Copy out the lines below, replacing "set one marker" with "place one point" everywhere and leaving everything else as it is.

[Items listed in a dataset]
___
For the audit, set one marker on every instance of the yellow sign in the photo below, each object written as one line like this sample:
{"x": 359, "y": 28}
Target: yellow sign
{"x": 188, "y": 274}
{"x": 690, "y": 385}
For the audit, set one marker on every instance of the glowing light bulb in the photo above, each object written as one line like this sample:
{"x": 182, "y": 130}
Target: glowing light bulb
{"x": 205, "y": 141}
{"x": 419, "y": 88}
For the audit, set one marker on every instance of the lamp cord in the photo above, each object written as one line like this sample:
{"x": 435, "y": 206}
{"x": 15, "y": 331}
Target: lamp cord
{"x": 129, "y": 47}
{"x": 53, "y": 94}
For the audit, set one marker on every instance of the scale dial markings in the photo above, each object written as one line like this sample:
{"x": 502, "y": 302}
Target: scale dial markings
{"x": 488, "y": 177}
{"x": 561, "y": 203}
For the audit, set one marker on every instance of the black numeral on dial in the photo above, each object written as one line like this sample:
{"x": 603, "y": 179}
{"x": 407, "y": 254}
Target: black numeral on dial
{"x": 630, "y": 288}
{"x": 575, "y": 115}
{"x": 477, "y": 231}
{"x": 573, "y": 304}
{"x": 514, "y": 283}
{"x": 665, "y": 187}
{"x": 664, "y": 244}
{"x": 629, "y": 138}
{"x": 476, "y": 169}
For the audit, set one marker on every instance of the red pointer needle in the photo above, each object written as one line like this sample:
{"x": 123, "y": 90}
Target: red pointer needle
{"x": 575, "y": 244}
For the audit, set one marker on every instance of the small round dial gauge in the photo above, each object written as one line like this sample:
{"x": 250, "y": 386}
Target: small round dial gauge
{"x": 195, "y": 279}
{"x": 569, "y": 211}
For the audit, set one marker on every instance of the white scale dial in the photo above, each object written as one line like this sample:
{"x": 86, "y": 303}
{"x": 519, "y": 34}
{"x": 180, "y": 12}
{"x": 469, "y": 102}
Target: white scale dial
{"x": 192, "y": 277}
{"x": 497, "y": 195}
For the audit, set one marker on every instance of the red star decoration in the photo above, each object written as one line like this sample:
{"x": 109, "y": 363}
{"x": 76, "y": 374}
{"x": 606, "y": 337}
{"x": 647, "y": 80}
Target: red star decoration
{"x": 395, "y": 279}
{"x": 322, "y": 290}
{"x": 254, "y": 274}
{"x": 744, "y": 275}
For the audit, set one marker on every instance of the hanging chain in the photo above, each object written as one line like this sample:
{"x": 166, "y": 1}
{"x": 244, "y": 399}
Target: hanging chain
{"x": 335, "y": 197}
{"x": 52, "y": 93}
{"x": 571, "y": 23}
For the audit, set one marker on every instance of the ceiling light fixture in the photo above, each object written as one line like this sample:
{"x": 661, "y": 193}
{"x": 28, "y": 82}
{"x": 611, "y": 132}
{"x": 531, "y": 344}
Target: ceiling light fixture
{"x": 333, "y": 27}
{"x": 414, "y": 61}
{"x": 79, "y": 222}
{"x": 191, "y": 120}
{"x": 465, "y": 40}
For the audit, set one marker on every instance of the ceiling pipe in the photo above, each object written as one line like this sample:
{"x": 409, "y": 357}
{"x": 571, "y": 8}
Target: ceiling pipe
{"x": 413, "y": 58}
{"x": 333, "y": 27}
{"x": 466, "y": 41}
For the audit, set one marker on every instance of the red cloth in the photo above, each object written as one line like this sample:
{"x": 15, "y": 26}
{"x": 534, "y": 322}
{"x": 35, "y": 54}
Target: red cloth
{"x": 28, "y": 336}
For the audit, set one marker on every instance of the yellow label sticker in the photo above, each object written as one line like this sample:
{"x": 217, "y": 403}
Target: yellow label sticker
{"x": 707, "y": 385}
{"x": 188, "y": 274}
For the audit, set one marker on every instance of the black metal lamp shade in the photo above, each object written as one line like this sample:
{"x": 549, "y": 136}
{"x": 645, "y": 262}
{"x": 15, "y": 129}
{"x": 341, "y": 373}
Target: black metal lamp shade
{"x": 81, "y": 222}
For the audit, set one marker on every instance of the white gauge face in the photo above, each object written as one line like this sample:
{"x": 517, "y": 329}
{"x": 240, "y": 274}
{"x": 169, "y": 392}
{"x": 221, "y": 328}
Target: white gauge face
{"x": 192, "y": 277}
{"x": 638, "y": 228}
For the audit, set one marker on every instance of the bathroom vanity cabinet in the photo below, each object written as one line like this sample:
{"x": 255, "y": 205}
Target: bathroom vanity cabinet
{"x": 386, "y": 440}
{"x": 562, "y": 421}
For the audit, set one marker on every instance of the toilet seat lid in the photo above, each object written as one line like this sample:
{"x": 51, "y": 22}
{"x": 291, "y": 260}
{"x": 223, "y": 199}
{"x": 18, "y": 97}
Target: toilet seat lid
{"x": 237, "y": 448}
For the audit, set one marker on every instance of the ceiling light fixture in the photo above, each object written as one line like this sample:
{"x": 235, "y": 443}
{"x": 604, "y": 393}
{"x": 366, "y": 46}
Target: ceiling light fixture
___
## [Expected answer]
For the audit, place one point on every instance of the yellow sign in the photo below, each object written as one line like this sample:
{"x": 359, "y": 28}
Target: yellow sign
{"x": 188, "y": 274}
{"x": 690, "y": 385}
For the audit, place one point on every instance of the glowing light bulb in the photo above, each object written as one line like this sample:
{"x": 182, "y": 130}
Target: glowing light bulb
{"x": 205, "y": 141}
{"x": 419, "y": 88}
For the audit, place one point on every instance of the lamp cord in the photo above, each object written as one line like this sample:
{"x": 435, "y": 206}
{"x": 15, "y": 331}
Target: lamp cord
{"x": 129, "y": 47}
{"x": 53, "y": 94}
For the audit, place one point on every instance of the scale dial markings in the photo above, each object written as one line like this sample:
{"x": 502, "y": 302}
Target: scale dial markings
{"x": 488, "y": 177}
{"x": 561, "y": 203}
For the audit, place one point on every instance of the black numeral on dial in the photo above, each object written as one line like this sample:
{"x": 603, "y": 179}
{"x": 407, "y": 254}
Target: black numeral on dial
{"x": 630, "y": 288}
{"x": 575, "y": 115}
{"x": 477, "y": 231}
{"x": 573, "y": 304}
{"x": 514, "y": 283}
{"x": 665, "y": 187}
{"x": 664, "y": 244}
{"x": 629, "y": 138}
{"x": 476, "y": 169}
For the audit, place one point on every instance of the red pointer needle in the photo above, each object written as one line like this sample:
{"x": 123, "y": 90}
Target: red pointer needle
{"x": 575, "y": 244}
For the audit, place one point on every instance of the small round dial gauge in the photo above, each object written as one line like this sample:
{"x": 250, "y": 386}
Target: small round dial gauge
{"x": 195, "y": 279}
{"x": 569, "y": 211}
For the audit, place one point on every instance of the white scale dial in the photo above, each object written as one line like this sample:
{"x": 86, "y": 303}
{"x": 519, "y": 34}
{"x": 180, "y": 12}
{"x": 469, "y": 102}
Target: white scale dial
{"x": 192, "y": 277}
{"x": 497, "y": 195}
For the audit, place one point on every instance of the red star decoration in the photo above, each object written as one line like this sample:
{"x": 109, "y": 363}
{"x": 76, "y": 374}
{"x": 606, "y": 337}
{"x": 647, "y": 80}
Target: red star decoration
{"x": 395, "y": 279}
{"x": 322, "y": 290}
{"x": 254, "y": 274}
{"x": 744, "y": 275}
For the audit, place one point on every instance of the hanging chain in the photo above, each object written as one line like this sample:
{"x": 166, "y": 1}
{"x": 244, "y": 399}
Target: hanging chain
{"x": 335, "y": 197}
{"x": 52, "y": 93}
{"x": 571, "y": 23}
For the audit, place one point on every instance of the ceiling light fixture in the photo above, each object written as one line like this sample:
{"x": 661, "y": 193}
{"x": 28, "y": 82}
{"x": 611, "y": 132}
{"x": 531, "y": 344}
Target: ceiling light fixture
{"x": 333, "y": 27}
{"x": 414, "y": 61}
{"x": 79, "y": 222}
{"x": 191, "y": 120}
{"x": 465, "y": 40}
For the audit, place one point on every instance of the ceiling pipe in the photo above, each object written as one line like this sample:
{"x": 409, "y": 357}
{"x": 571, "y": 8}
Target: ceiling pipe
{"x": 413, "y": 58}
{"x": 333, "y": 27}
{"x": 466, "y": 41}
For the audit, place one point on every instance of the red cloth in the photo above, each object written as one line like this sample:
{"x": 15, "y": 26}
{"x": 534, "y": 322}
{"x": 35, "y": 54}
Target: red cloth
{"x": 28, "y": 336}
For the audit, place one point on every instance of the yellow label sticker in the photo above, each object written as one line like this sample:
{"x": 217, "y": 403}
Target: yellow label sticker
{"x": 707, "y": 385}
{"x": 188, "y": 274}
For the audit, place one point on every instance of the black metal lamp shade in the photo above, each object written as one line like this sample:
{"x": 549, "y": 136}
{"x": 645, "y": 262}
{"x": 15, "y": 129}
{"x": 341, "y": 373}
Target: black metal lamp shade
{"x": 81, "y": 222}
For the audit, place one point on every instance of the white gauge face in the photo above, each object written as one line like this sample:
{"x": 517, "y": 329}
{"x": 240, "y": 274}
{"x": 169, "y": 392}
{"x": 221, "y": 328}
Target: white gauge face
{"x": 192, "y": 277}
{"x": 638, "y": 228}
For the audit, place one point on every instance of the bathroom vanity cabinet in the photo below, each object written as one line like this sample:
{"x": 255, "y": 205}
Target: bathroom vanity cabinet
{"x": 386, "y": 440}
{"x": 562, "y": 421}
For the audit, place one point on every instance of the toilet seat lid in the photo above, each object written as one line like this sample:
{"x": 51, "y": 22}
{"x": 291, "y": 260}
{"x": 223, "y": 199}
{"x": 18, "y": 97}
Target: toilet seat lid
{"x": 237, "y": 448}
For the audit, place one point on every instance of the ceiling light fixture in the photo above, each object written as one line like this sample:
{"x": 235, "y": 443}
{"x": 604, "y": 393}
{"x": 366, "y": 46}
Target: ceiling light fixture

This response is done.